Raw records:
----

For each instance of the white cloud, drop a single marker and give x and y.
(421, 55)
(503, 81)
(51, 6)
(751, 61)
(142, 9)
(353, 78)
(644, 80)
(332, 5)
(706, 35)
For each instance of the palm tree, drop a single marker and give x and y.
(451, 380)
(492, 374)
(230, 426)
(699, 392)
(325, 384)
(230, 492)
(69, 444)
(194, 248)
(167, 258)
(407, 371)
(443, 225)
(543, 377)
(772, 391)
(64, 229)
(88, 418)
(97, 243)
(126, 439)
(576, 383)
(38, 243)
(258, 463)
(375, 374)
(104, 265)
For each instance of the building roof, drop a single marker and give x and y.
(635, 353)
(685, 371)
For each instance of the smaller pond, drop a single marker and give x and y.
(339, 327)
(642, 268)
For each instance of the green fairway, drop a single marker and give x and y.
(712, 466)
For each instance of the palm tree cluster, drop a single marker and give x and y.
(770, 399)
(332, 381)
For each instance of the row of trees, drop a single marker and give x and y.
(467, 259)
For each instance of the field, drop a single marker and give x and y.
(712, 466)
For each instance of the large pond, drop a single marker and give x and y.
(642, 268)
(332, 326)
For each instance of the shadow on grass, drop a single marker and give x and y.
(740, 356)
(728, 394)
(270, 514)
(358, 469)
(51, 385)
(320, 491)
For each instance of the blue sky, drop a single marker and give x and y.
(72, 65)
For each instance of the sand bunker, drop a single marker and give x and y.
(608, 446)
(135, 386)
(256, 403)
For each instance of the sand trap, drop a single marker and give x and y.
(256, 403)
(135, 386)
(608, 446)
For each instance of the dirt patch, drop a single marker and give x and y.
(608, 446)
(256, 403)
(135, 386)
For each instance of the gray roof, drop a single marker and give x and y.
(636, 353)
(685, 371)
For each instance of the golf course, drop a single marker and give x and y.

----

Retype all of the material above with every character intact.

Solution for this task:
For each instance of the white cloud, drop a single marker and give x and y.
(421, 55)
(503, 81)
(51, 6)
(751, 61)
(142, 9)
(353, 78)
(644, 80)
(332, 5)
(706, 35)
For each instance of the palm tree, drop a single marker and give x and y.
(451, 380)
(492, 374)
(230, 426)
(699, 392)
(325, 384)
(230, 492)
(69, 444)
(194, 248)
(167, 258)
(407, 371)
(443, 225)
(543, 377)
(772, 391)
(64, 229)
(88, 418)
(97, 243)
(126, 439)
(576, 383)
(38, 243)
(258, 463)
(375, 374)
(104, 265)
For each instance of the building roof, drop a single marker and give x and y.
(635, 353)
(685, 371)
For each instance of the smaller pond, drop a single marker and give x and y.
(339, 327)
(642, 268)
For each instance of the green fairway, drop a single marker and give x and y.
(712, 466)
For each instance of the palm tree cluster, drop a single marker and give x and y.
(770, 399)
(332, 381)
For each instance of the row of trees, drop a single marker and give x and y.
(467, 259)
For each instance of the field, drop a single marker and give x and y.
(712, 466)
For each instance of the large pond, drop a single marker and give x and y.
(642, 268)
(332, 326)
For each instance of the shadow on grass, drop a single marker and give x and y.
(740, 356)
(728, 394)
(270, 514)
(358, 469)
(51, 385)
(320, 491)
For each instance of the blue sky, drop a single marker and give x and y.
(72, 65)
For each instance of the sand bunker, drop a single marker and give x and y.
(608, 446)
(135, 386)
(256, 403)
For each instance of the sand trap, drop a single marker and give x and y.
(256, 403)
(135, 386)
(608, 446)
For each instance of the dirt patch, drop a single marker and give x and y.
(608, 446)
(256, 403)
(135, 386)
For each instance of the gray roof, drop a single marker and give x and y.
(636, 353)
(685, 371)
For each instance of the golf course, drop a single marker and give x and y.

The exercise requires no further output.